**Material**
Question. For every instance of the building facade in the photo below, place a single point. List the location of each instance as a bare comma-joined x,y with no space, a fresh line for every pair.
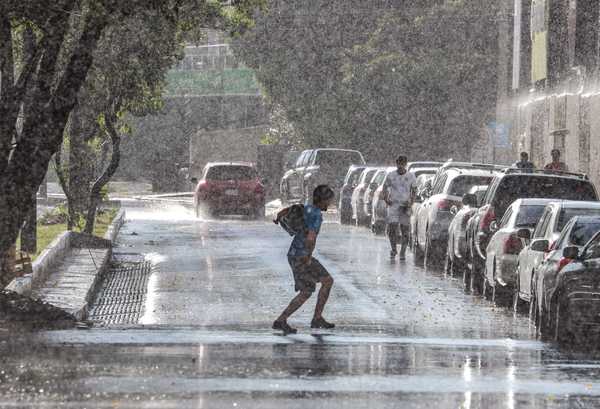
550,95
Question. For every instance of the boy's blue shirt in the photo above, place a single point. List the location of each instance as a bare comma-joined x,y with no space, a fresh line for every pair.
313,219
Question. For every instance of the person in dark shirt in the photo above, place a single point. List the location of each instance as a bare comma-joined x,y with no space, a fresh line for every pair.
524,163
307,270
556,164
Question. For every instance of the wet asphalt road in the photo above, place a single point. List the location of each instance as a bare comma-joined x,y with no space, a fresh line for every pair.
406,337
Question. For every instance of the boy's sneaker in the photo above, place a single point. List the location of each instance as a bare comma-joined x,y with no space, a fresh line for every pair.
321,323
283,325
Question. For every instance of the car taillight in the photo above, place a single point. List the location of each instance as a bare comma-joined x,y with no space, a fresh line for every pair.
444,205
487,219
512,245
563,262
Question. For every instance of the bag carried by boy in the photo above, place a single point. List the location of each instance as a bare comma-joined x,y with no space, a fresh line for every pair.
291,219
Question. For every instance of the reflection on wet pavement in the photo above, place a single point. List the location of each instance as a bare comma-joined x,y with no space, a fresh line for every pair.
406,337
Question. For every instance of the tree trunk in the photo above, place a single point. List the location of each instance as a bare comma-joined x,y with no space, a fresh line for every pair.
110,119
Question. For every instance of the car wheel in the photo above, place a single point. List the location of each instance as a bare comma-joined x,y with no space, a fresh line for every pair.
518,303
562,335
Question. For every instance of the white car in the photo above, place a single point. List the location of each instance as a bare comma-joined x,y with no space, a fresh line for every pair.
505,245
556,215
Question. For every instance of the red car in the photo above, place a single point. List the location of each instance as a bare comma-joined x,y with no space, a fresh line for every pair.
230,188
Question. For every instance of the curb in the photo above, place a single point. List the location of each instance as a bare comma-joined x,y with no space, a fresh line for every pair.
52,255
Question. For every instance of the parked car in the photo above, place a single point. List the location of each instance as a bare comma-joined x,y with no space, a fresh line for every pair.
315,167
372,187
434,216
358,196
554,218
508,186
552,296
503,250
229,188
422,190
350,182
457,253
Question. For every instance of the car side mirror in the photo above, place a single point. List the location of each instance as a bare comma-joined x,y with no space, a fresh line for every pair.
571,252
469,199
540,245
524,234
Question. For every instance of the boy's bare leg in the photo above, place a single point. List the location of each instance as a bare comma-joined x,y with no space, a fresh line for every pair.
326,284
294,305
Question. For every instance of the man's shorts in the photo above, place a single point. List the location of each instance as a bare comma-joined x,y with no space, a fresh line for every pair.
306,277
398,213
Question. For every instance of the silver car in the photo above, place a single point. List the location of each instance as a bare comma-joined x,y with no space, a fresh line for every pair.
555,217
505,245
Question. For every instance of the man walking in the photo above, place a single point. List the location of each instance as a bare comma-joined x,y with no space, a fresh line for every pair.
524,163
556,164
307,270
398,193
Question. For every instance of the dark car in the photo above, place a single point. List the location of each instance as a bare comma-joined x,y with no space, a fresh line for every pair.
566,297
513,184
435,215
229,188
457,254
315,167
345,203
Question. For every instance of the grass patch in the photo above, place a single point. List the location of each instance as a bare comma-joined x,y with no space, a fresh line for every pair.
46,233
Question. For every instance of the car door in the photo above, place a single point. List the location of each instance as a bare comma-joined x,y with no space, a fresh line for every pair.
495,246
527,262
426,207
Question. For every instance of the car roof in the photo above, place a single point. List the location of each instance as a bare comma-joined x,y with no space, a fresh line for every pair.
575,204
472,171
247,164
534,201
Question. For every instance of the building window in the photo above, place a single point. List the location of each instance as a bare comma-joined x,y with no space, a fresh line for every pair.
558,41
586,35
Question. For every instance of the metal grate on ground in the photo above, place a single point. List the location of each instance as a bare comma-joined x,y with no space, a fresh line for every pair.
122,295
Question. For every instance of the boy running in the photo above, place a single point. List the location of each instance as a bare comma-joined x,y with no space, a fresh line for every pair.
307,270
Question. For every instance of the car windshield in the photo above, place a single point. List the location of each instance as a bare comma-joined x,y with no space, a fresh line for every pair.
568,213
529,215
516,187
462,184
231,172
583,232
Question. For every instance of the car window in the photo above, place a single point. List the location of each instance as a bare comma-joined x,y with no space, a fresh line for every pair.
529,215
515,187
462,184
378,178
567,214
301,158
231,172
540,229
505,220
581,233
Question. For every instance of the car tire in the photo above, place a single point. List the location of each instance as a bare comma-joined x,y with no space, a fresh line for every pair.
518,303
561,333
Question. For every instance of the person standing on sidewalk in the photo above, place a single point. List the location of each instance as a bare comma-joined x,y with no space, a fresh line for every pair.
556,164
307,270
398,194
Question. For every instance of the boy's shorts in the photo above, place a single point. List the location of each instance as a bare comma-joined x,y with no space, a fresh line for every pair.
306,277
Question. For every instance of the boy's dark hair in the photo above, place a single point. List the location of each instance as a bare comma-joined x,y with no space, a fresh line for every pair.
322,192
402,159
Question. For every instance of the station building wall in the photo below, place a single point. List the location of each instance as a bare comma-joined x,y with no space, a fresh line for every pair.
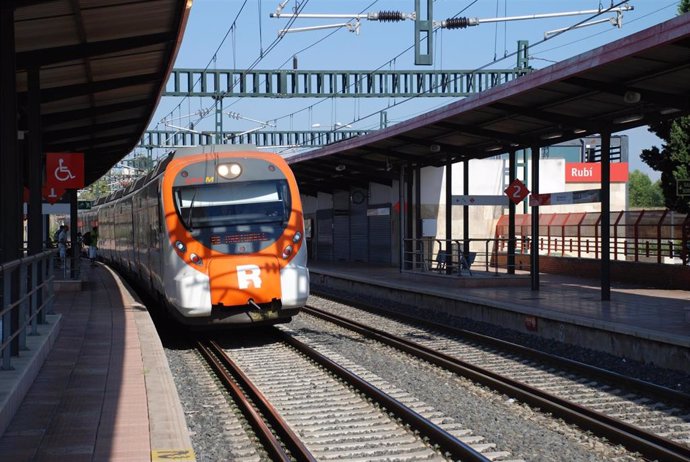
363,224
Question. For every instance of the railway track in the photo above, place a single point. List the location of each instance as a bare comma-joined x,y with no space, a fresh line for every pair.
304,406
643,417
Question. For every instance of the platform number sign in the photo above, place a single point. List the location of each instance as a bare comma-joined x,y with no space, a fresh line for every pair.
516,191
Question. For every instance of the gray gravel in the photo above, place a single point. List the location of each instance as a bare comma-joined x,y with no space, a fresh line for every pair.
217,432
675,380
513,427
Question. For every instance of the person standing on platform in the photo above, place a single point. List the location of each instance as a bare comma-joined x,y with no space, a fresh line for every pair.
93,248
62,244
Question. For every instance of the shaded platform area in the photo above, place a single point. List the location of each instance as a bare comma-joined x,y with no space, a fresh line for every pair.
104,392
648,325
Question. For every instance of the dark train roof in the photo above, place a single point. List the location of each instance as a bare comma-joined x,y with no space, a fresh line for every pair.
103,66
633,81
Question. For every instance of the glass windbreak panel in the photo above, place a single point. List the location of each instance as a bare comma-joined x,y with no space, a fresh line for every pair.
233,204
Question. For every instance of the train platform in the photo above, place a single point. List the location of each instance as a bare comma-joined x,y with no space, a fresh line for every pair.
648,325
96,382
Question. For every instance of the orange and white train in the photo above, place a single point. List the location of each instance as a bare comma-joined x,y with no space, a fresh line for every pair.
217,234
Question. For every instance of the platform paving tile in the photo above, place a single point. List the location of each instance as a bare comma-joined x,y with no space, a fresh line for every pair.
89,400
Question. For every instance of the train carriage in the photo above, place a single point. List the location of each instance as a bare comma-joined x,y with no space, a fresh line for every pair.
216,234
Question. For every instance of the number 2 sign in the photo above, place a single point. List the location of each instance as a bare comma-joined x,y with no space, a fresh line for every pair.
516,191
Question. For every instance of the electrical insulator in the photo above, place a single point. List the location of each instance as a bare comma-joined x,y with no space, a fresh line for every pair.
456,23
390,16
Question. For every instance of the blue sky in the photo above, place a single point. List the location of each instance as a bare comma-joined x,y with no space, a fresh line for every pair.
233,34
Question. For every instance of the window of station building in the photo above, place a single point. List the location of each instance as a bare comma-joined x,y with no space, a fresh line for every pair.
571,153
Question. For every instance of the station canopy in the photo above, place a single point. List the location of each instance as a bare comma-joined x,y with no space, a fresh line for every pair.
102,68
634,81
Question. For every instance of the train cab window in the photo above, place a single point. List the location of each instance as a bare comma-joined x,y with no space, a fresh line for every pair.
233,204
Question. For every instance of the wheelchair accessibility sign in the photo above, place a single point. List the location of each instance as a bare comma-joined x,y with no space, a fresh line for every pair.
65,170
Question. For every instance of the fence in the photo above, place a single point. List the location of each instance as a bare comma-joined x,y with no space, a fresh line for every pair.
659,236
27,295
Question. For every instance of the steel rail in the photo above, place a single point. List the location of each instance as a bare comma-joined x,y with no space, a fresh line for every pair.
657,391
445,441
634,438
242,391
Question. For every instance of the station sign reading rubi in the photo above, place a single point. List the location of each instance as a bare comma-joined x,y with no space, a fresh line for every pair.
590,172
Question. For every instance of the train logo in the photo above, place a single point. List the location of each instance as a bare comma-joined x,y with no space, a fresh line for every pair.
248,274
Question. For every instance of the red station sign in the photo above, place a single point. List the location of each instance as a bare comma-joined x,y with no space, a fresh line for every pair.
64,170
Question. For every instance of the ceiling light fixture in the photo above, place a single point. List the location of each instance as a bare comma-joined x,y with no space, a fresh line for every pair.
628,119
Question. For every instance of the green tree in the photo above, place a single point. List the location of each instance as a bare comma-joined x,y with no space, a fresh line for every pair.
642,193
673,159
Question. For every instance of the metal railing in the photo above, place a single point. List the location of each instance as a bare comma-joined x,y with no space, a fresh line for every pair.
642,236
27,296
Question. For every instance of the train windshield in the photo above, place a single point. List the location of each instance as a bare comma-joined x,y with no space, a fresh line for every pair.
233,204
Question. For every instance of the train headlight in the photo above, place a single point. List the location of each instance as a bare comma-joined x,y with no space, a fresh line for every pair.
287,251
229,171
195,259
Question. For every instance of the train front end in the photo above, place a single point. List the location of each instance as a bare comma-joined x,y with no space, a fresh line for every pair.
236,232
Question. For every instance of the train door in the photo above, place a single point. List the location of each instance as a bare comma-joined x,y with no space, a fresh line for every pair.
309,221
324,235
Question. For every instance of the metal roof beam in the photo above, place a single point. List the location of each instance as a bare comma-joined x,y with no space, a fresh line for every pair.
52,135
50,95
653,96
573,123
55,55
392,153
500,137
87,113
80,144
283,83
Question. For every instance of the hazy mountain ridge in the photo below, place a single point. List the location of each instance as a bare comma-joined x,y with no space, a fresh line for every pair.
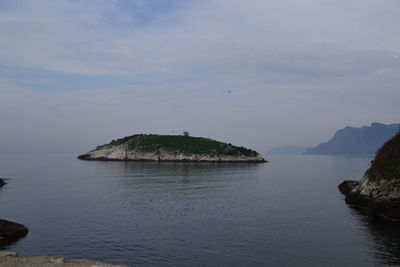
365,140
378,192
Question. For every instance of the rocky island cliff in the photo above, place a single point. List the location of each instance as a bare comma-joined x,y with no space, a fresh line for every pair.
378,192
152,147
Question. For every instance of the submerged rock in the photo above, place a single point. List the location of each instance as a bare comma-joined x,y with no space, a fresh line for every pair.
11,232
378,192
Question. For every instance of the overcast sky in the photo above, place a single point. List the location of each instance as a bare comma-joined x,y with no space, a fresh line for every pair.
259,73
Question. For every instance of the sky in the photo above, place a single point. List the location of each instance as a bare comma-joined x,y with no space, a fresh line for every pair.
259,73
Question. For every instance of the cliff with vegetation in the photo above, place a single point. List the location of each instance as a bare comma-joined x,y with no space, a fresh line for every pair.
365,140
153,147
378,192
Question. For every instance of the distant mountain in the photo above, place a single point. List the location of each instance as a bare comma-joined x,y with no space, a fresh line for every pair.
357,141
288,150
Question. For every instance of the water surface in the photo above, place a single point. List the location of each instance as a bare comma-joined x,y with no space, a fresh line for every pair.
287,212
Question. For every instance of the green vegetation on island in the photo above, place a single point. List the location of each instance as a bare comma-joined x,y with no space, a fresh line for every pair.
386,164
182,144
378,192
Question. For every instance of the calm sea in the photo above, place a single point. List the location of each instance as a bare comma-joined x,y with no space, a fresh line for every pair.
287,212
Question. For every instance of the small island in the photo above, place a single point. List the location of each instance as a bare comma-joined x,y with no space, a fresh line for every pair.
153,147
378,192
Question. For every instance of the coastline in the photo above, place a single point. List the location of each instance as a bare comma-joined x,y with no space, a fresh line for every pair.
10,258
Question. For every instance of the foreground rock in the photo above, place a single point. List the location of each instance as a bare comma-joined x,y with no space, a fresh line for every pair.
378,192
171,148
11,232
10,259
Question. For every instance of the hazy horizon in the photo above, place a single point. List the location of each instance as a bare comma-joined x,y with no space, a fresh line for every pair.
262,74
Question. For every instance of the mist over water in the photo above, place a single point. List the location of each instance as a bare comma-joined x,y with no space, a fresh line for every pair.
287,212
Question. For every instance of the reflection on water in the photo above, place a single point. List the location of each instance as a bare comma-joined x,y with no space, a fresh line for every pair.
287,212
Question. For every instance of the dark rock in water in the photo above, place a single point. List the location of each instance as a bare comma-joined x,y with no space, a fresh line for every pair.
11,232
346,186
378,193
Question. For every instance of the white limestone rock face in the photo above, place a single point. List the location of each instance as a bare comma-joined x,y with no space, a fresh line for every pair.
122,153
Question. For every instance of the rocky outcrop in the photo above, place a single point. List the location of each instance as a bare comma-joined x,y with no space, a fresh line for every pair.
10,259
378,192
122,153
11,231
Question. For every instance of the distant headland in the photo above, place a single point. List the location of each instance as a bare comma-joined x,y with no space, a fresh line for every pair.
153,147
365,140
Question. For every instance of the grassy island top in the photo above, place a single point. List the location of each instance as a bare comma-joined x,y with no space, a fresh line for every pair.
180,144
386,164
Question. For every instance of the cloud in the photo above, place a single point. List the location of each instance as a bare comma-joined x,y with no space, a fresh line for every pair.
113,68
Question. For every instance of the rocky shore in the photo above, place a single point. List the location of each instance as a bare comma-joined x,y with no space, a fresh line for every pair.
10,259
121,153
378,192
171,148
10,232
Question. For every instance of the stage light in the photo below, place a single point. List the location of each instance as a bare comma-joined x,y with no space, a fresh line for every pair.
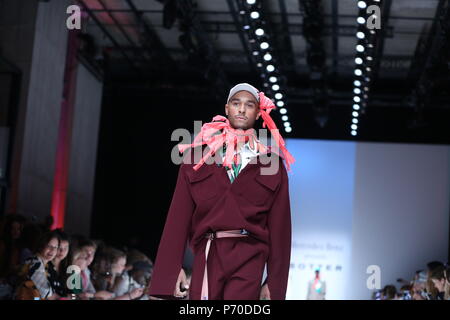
254,15
267,57
362,5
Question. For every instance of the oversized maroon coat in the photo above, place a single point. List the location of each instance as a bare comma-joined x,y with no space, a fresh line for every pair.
205,200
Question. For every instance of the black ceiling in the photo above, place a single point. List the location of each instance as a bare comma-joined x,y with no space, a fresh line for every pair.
194,51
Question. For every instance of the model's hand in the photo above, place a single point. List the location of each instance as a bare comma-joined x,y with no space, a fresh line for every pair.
181,281
265,293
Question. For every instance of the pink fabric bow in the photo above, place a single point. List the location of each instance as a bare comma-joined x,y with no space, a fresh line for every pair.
267,104
233,137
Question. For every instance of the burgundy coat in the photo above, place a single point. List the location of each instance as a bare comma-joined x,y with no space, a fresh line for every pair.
205,200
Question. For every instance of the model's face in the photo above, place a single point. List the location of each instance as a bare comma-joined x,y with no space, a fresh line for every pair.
118,266
50,251
242,110
90,253
439,284
62,250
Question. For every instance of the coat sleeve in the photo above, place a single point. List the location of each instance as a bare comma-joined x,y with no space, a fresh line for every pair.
279,225
172,246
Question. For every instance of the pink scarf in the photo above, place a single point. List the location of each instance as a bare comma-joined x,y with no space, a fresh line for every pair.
233,137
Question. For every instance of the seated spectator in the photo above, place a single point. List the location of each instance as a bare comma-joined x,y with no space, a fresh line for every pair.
431,290
419,286
89,247
10,250
137,276
447,281
438,279
389,292
60,262
110,275
39,278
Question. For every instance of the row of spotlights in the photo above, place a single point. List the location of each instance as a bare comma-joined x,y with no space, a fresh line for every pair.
269,68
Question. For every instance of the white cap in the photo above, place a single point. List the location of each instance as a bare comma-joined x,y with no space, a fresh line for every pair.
244,87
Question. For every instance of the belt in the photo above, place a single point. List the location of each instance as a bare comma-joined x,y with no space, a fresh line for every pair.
216,235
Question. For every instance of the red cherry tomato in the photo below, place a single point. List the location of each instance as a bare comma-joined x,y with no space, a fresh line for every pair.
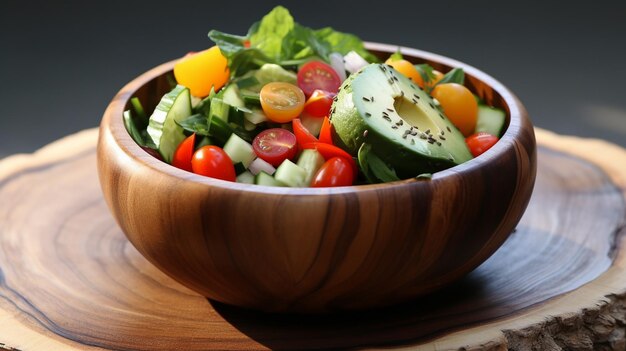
337,171
319,103
184,153
480,142
329,151
325,132
318,75
275,145
303,136
212,161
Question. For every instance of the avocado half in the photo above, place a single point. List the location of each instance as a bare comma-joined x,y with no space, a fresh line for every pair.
404,127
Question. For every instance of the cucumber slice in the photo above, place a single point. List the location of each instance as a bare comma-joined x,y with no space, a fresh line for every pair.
490,120
239,150
311,123
311,161
245,177
291,174
266,179
165,133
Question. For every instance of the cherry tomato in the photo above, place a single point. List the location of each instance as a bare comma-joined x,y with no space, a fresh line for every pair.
480,142
325,132
459,105
405,67
184,153
212,161
275,145
201,71
303,136
329,151
319,103
281,102
337,171
318,75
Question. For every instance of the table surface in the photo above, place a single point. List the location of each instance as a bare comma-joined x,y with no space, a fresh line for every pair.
61,63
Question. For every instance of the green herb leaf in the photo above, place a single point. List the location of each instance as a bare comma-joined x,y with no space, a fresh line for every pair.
456,75
271,32
396,56
343,43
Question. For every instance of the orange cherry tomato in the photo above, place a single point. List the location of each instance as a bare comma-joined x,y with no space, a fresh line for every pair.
406,68
281,102
212,161
318,75
184,153
480,142
337,171
326,132
203,70
318,105
459,105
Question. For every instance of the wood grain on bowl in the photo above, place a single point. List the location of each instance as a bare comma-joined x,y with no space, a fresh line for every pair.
70,280
317,250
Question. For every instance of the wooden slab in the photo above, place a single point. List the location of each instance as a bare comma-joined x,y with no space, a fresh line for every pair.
70,280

**Your goal**
Copy out, character for character, the lines of the records from the line containing "Question. For every instance of the orange cherry" up to and including the final line of the records.

**Output below**
Question. For every instance of the orange cherry tomato in the photo above, place a single point. List the location of each instance as a bare comma-joined x,y with no space, a fresh line for every pair.
406,68
281,102
212,161
318,75
184,153
480,142
337,171
326,132
203,70
318,105
459,105
Question. For every instance of the wood grain on bowl in the photo above, place a single point. List the location of each instance as a bare comma-joined x,y with no space, a fresh line for every pair.
70,280
317,250
Question. For every instance of the wooden slab in the photo above, place a single point. List the location of each instance as a bare comma-joined x,y with no space, a fresh line for every pair.
70,280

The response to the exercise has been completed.